- Task inputs:
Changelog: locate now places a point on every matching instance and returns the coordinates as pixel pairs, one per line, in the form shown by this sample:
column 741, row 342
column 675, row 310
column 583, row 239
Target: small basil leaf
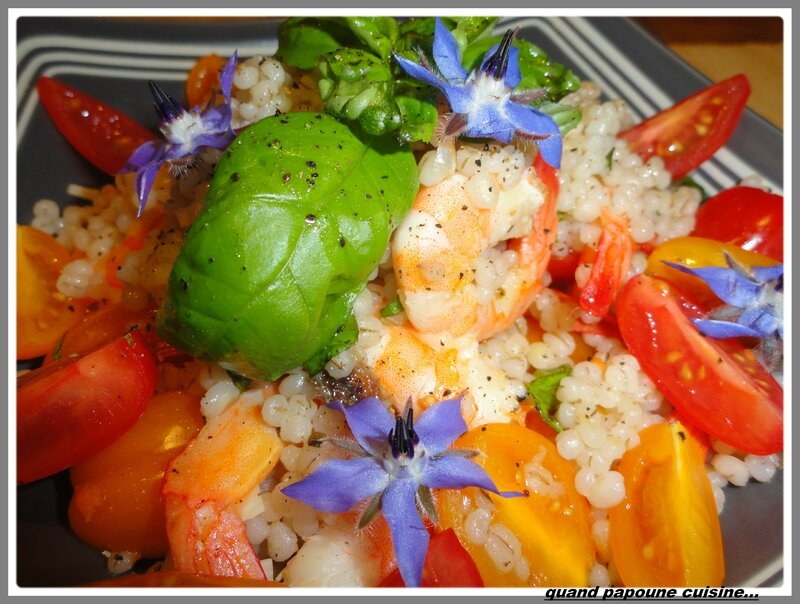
column 302, row 41
column 543, row 390
column 298, row 214
column 379, row 34
column 357, row 86
column 395, row 307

- What to produce: Give each record above back word for word, but carry over none of the pictures.

- Result below:
Changelog: locate now places a point on every matching instance and returns the coordinates as pixel pairs, one per line, in the form shown by this sample:
column 741, row 342
column 675, row 310
column 583, row 239
Target: small basil leaf
column 302, row 41
column 543, row 390
column 298, row 214
column 379, row 34
column 357, row 86
column 395, row 307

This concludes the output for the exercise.